• **Records from a data collection**
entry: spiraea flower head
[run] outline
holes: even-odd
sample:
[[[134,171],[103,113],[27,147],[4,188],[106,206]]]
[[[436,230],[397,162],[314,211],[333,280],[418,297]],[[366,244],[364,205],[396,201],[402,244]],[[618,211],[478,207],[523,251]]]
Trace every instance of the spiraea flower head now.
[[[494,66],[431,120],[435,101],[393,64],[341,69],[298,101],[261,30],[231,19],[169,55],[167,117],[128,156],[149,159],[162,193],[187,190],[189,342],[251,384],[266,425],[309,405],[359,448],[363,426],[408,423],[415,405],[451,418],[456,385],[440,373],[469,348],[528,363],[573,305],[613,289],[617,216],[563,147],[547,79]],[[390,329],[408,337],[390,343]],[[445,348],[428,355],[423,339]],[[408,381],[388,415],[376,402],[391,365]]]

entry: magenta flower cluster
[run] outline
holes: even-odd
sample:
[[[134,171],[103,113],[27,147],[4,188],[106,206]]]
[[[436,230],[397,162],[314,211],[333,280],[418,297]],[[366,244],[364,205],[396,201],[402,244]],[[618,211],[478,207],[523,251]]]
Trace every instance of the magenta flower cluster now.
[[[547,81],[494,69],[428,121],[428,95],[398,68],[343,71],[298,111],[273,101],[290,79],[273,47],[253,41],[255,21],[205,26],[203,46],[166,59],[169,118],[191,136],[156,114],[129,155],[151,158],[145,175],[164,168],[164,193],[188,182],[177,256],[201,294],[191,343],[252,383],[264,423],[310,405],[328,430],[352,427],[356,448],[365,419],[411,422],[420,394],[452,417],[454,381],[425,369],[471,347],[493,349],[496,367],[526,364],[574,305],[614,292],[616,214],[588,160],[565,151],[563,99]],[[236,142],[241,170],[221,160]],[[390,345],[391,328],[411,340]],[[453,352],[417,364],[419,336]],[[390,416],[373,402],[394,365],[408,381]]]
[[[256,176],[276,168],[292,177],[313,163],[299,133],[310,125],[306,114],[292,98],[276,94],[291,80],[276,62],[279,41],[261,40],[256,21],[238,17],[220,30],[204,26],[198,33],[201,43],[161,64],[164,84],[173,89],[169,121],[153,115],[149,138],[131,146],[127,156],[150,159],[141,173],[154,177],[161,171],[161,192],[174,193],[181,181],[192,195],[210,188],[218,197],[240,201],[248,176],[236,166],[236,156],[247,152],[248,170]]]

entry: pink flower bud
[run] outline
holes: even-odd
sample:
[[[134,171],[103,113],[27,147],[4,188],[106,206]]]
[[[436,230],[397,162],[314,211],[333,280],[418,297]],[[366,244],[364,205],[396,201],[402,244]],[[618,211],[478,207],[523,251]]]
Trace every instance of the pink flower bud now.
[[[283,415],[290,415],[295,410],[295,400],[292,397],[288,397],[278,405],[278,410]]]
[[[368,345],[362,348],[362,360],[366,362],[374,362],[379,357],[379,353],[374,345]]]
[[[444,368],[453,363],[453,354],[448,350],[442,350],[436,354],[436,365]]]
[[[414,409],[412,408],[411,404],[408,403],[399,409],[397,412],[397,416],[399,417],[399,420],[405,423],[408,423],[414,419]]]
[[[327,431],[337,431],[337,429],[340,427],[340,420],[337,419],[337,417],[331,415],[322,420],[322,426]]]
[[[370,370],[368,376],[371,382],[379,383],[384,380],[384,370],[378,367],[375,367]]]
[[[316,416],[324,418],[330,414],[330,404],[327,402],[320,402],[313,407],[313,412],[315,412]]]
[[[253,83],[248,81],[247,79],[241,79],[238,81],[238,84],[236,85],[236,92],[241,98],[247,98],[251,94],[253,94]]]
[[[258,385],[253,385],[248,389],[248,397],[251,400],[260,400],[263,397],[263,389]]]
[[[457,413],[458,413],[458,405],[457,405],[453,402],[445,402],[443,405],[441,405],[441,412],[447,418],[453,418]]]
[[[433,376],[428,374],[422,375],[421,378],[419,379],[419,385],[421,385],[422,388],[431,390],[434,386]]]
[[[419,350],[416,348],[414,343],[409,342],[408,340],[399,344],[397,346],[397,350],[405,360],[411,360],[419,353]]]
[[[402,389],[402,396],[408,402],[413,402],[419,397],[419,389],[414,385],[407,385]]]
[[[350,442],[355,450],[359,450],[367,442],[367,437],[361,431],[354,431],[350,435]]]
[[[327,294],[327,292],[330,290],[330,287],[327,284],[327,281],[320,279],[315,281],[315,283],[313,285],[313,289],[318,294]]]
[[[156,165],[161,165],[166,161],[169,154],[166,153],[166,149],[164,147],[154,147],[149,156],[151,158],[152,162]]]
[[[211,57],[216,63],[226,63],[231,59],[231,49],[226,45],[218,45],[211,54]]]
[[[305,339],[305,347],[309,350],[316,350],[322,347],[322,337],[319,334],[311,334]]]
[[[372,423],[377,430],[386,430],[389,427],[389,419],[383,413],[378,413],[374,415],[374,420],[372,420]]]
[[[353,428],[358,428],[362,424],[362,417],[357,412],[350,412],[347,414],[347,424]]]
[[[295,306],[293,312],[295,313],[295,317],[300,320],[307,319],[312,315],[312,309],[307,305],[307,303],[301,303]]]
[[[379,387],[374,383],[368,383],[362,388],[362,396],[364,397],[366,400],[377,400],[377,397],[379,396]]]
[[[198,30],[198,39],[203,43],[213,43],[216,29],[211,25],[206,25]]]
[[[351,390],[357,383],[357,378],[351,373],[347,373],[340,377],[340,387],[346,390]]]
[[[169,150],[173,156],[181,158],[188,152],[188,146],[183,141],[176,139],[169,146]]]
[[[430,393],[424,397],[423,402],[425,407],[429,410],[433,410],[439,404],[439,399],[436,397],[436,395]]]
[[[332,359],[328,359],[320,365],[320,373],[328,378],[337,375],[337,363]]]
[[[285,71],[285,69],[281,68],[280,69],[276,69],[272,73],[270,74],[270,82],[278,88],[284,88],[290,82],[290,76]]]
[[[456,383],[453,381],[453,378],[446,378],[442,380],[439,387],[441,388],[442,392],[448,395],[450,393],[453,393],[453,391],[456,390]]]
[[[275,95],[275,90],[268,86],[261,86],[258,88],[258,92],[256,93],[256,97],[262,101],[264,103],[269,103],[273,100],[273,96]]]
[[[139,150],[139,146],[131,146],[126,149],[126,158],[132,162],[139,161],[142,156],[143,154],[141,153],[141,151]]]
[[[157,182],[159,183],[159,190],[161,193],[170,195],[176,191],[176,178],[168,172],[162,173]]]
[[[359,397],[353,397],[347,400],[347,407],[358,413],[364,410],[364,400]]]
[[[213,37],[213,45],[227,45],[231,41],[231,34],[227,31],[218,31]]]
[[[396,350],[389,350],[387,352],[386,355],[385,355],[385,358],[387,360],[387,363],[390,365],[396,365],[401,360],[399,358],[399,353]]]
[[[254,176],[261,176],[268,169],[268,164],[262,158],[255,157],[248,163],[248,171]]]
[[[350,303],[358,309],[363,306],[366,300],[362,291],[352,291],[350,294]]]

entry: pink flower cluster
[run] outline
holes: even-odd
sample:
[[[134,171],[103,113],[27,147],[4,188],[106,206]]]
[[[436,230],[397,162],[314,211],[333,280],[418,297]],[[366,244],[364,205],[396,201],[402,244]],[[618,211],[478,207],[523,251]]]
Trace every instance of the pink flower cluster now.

• **What the task asks**
How many lines in the records above contain the word "every"? Reply with the number alone.

• **Result of the task**
4